## What is required
According to the passage about the autism research meeting in Berlin, which keynote speaker was awarded the 4th Kanner-Asperger-Medal?

The Scientific Meeting for Autism Spectrum Conditions (WTAS) is organized by the Society for Research in Autism Spectrum Conditions (WGAS) and is the largest research meeting on ASD in the German-speaking world. This 10th edition was held in Berlin, Germany from 30 to 31 March on the special theme “Language and Communication“. For two days, researchers, clinicians, students presented their scientific discoveries in 21 oral sessions, 46 posters, and 8 workshops on a broad spectrum of topics: linguistics, imaging, diagnostics, neuropsychology, and intervention. This year’s keynote speakers were Professor Peter Szatmari from the University of Toronto, Canada, who was awarded the 4th Kanner-Asperger-Medal; Professor Connie Kasari (University of California, USA), who talked about “Social communication interventions for preverbal and minimally verbal children with ASD”; and Professor Friedemann Pulvermüller (Freie Universität Berlin, Germany) who talked about “The autism spectrum as a key to the brain mechanisms of language, action and perception”.

## Exercise data

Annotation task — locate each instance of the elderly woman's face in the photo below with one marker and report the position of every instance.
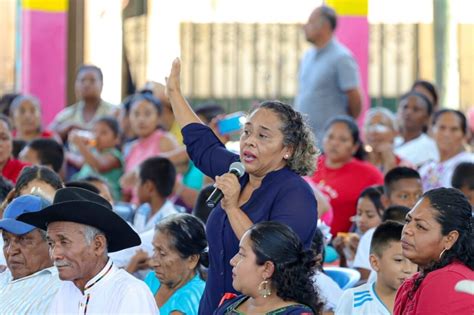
(25, 254)
(38, 187)
(261, 143)
(422, 241)
(246, 274)
(379, 131)
(170, 268)
(6, 145)
(75, 259)
(27, 117)
(448, 134)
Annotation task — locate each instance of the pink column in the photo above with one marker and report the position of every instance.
(44, 53)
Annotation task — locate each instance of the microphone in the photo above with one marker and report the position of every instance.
(235, 168)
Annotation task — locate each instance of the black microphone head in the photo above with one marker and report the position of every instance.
(237, 168)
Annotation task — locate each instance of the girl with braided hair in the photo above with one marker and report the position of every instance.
(273, 272)
(438, 237)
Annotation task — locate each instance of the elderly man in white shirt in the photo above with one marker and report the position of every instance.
(81, 230)
(30, 283)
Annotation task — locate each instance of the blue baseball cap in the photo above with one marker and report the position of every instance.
(18, 206)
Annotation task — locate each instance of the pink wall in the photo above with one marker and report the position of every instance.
(353, 31)
(43, 59)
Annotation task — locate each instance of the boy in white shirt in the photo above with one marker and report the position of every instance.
(392, 269)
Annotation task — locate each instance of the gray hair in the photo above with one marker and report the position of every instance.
(383, 111)
(91, 232)
(296, 135)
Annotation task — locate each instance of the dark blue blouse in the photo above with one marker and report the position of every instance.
(283, 196)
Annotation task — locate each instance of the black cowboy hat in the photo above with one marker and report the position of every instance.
(78, 205)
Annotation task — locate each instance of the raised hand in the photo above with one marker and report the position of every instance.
(173, 84)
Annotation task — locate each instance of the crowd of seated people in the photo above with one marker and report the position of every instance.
(397, 194)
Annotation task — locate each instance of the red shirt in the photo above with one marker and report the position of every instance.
(436, 294)
(343, 186)
(12, 169)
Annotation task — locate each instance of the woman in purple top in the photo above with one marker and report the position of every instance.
(276, 147)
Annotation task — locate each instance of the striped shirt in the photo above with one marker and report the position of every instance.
(32, 294)
(362, 300)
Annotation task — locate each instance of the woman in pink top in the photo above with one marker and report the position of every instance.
(437, 236)
(145, 112)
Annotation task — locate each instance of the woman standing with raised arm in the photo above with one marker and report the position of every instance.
(276, 147)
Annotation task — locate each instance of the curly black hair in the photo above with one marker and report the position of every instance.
(294, 266)
(297, 135)
(43, 173)
(454, 213)
(188, 238)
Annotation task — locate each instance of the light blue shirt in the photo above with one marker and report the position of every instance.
(185, 299)
(325, 75)
(32, 294)
(362, 300)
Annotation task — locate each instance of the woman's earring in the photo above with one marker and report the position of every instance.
(442, 253)
(264, 289)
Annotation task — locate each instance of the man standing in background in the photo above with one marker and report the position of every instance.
(329, 77)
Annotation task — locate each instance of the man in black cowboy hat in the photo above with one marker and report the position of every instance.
(81, 230)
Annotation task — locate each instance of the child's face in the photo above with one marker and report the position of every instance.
(104, 136)
(29, 155)
(405, 192)
(144, 118)
(27, 117)
(392, 267)
(367, 215)
(6, 144)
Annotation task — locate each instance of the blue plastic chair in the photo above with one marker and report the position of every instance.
(345, 277)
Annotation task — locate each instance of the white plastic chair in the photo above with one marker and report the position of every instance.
(345, 277)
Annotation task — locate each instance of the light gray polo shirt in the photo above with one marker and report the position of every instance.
(324, 77)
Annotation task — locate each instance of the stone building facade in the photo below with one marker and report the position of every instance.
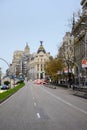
(37, 62)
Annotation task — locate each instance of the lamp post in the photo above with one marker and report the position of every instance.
(0, 75)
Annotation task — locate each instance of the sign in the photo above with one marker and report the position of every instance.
(84, 63)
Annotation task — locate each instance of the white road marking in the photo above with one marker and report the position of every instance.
(33, 98)
(38, 115)
(67, 103)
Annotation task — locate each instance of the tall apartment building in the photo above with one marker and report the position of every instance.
(37, 62)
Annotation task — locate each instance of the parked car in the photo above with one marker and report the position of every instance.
(4, 86)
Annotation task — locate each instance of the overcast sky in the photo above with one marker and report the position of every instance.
(30, 21)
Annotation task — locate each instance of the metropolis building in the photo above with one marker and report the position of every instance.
(29, 65)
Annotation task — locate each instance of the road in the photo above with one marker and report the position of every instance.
(36, 107)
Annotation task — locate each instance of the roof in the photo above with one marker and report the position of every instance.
(41, 48)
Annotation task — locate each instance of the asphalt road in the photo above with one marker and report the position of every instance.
(35, 107)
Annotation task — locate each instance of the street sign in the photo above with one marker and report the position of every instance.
(84, 63)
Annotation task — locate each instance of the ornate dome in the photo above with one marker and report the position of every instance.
(41, 48)
(27, 49)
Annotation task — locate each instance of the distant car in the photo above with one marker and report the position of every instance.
(4, 86)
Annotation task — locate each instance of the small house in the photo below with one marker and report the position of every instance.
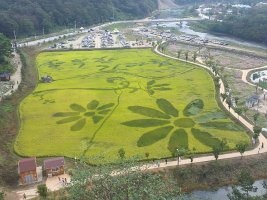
(5, 76)
(54, 166)
(27, 170)
(46, 79)
(252, 101)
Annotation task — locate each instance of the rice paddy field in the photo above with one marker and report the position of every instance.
(102, 101)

## Result
Professor Peter Szatmari from the University of Toronto, Canada.